_EXCERPTED TEXT_.
While struggling in domestic affairs, Biden also did not make himself popular  on America’s foreign fronts. Just a few months in office, he was to take on the responsibility of closing America’s long-running chapter: Afghanistan – an event that could bolster or taint his reputation as President. It proved to become a painful scene. When America began pulling its troops, other countries scrambled to follow, while the rising Taliban increased tensions. Chaos unfolded, with hectic crowds piling into the Kabul airport – a dangerous situation that proved disastrous for the 183 people killed in the suicide bomb attack that ensued. America’s adrenaline-rushed retaliation by drone attack was meant to their superior power, but it turned out to be a shameful astonishing blunder, casting an even darker shadow over the event. Immense appeals were done on America at this time, as the security of thousands was cast in their hands. It was a trying time, as America had to follow deadlines. For where do you draw the line when panicking people cling to your airplanes in pure desperation? How do you keep up a humane image when you have to shoot into crowds to disperse them from the tarmac? Lady Liberty took a fall as she shook them off her garments, as America lifted off, and departed. Biden held out and got his troops home, but at quite a cost. 

Biden’s image also faltered when facing the migration crisis in summer of 2021. Poor economic situations, natural disasters, and the pandemic brought over a record of  1.6 million migrants to US borders. Biden sought a softer tone towards immigration than his predecessor; his ambitious proposal, “U.S. Citizenship Act of 2021” would, inter alia, allow for millions of unauthorized immigrants to obtain legal status and US citizenship. But this softer tone did not convince however, when the Trump-era “Remain in Mexico”   policy that Biden had suspended was federally ordered to be reinstated, allowing Biden little room to take a different route in immigration policy. The softer tone certainly did not convince when his administration enforced the Trump-era “Title 42” policy to expel thousands of Haitian immigrants gathered at US borders in September 2021. Footage of mounted Border Patrol officers driving immigrants away like cattle went viral and caused national outrage. It led to the question: how different would his administration be concerning immigration when push came to shove?

Today, Biden finds himself in a face-off on another foreign front that lies close to this writer’s heart: Ukraine. As Russian troops build up along Ukrainian-Russian borders, tensions have risen to equal those of the Cold War. Skittering fears for impending Russian invasion ripple the waters worldwide. Biden has ample experience on foreign policy in his Senate career – not in the least in Moscow. Yet the stakes are different today as President. “It’s a moment of truth for President Biden because he is being tested on the big foreign-policy issues of the hour—and maybe of the month, and the year, and his Presidency,” former ambassador to Ukraine, William Taylor said. While Putin plays hardball in his demands on NATO presence in Eastern Europe and Ukraine’s entry into NATO, Biden faces a difficult task to draw the line for Ukraine’s sovereignty –  without entangling American troops in Europe, or further instigating a war no one wants. It is a tricky situation, for Ukraine is also symbolic: if America and European NATO nations give in to Russian demands, America’s ideals of democracy and freedom become meaningless, while NATO loses its legitimacy. 

With a divided political sphere, the Afghan crisis behind him, and the Ukrainian crisis ahead, Biden’s inauguration words of early 2021 resound differently one year later: 

“…We will be a strong and trusted partner for peace, progress, and security….”

“…That democracy and hope, truth and justice, did not die on our watch but thrived…

“…We will be judged, you and I, for how we resolve the cascading crises of our era. Will we rise to the occasion?…”

How will they resound in Biden’s next three years?

_STORED DATA_.
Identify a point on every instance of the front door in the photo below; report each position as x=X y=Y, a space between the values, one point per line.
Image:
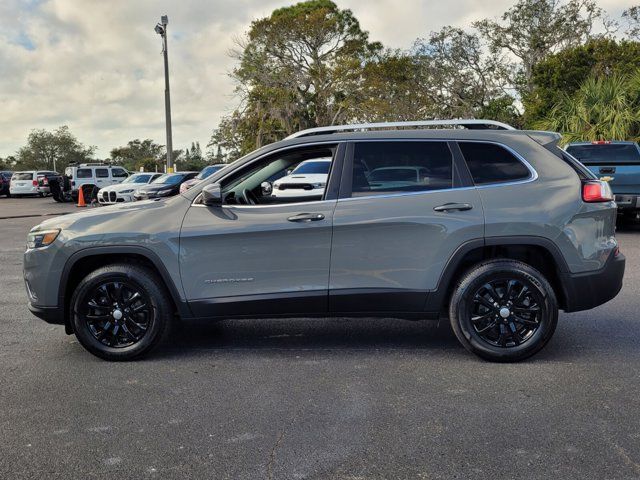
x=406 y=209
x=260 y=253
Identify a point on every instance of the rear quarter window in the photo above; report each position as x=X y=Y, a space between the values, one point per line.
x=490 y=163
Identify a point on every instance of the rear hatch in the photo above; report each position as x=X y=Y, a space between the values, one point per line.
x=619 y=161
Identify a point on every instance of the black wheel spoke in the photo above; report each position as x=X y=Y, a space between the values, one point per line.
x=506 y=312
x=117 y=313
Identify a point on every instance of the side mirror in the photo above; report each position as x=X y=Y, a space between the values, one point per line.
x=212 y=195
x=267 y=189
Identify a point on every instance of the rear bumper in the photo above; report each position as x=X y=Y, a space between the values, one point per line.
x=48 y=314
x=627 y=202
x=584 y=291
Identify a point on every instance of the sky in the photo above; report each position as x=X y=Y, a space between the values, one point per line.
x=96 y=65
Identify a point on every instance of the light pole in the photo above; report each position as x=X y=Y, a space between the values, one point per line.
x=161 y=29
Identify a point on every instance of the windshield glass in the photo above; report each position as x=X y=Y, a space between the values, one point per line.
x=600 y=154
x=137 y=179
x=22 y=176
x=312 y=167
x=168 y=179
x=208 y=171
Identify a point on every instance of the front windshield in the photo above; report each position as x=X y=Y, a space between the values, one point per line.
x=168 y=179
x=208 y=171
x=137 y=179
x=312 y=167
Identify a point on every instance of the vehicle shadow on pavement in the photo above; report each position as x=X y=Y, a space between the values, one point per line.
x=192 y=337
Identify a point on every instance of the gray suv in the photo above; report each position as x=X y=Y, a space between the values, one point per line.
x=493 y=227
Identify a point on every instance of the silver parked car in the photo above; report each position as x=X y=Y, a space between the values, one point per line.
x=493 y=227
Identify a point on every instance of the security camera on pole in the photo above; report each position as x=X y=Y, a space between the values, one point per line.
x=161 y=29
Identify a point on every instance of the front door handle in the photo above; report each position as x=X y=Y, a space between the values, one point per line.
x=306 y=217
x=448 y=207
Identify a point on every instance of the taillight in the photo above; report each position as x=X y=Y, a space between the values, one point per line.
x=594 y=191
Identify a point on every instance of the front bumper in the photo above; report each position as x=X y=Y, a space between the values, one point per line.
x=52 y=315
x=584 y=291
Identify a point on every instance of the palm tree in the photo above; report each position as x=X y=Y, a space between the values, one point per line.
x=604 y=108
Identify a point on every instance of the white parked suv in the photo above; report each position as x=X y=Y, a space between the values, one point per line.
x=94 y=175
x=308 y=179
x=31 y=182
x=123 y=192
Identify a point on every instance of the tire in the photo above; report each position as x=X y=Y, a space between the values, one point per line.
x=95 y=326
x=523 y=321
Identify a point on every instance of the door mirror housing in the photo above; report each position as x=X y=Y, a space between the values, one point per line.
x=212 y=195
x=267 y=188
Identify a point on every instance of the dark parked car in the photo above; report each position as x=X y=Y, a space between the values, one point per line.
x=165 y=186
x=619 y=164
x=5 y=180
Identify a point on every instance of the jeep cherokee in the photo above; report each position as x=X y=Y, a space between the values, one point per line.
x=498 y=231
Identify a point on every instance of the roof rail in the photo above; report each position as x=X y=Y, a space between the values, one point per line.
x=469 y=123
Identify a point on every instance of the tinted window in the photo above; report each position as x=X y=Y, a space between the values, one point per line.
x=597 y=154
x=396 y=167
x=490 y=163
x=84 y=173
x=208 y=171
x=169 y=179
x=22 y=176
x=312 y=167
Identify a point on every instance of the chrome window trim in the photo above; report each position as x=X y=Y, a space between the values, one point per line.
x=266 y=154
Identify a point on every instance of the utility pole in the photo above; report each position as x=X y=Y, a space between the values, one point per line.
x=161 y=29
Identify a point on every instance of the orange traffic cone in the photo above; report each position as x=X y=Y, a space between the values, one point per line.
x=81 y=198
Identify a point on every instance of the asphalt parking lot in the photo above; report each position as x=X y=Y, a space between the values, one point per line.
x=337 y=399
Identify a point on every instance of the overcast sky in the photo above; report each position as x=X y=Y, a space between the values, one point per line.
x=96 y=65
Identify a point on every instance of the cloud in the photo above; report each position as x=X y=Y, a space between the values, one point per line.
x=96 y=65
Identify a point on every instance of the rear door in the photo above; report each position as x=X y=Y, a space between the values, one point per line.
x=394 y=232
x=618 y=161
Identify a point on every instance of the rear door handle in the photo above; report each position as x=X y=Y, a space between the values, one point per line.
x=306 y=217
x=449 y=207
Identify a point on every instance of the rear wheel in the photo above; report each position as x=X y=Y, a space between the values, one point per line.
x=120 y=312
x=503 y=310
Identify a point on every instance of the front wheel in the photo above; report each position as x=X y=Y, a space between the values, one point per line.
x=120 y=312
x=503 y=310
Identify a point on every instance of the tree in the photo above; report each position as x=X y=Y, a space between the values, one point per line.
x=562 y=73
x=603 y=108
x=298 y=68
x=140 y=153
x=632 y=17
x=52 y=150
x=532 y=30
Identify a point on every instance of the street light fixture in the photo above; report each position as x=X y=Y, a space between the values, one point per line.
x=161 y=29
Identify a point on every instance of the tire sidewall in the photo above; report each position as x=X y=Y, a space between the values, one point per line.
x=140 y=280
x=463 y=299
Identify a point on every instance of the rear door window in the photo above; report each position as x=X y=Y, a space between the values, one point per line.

_EXERCISE DESCRIPTION_.
Can you copy the Biden text between "With a divided" and "next three years?", inclusive, replacing every "resound" with "echo"?

_ANSWER FOR THE TASK_.
With a divided political sphere, the Afghan crisis behind him, and the Ukrainian crisis ahead, Biden’s inauguration words of early 2021 echo differently one year later: 

“…We will be a strong and trusted partner for peace, progress, and security….”

“…That democracy and hope, truth and justice, did not die on our watch but thrived…

“…We will be judged, you and I, for how we resolve the cascading crises of our era. Will we rise to the occasion?…”

How will they echo in Biden’s next three years?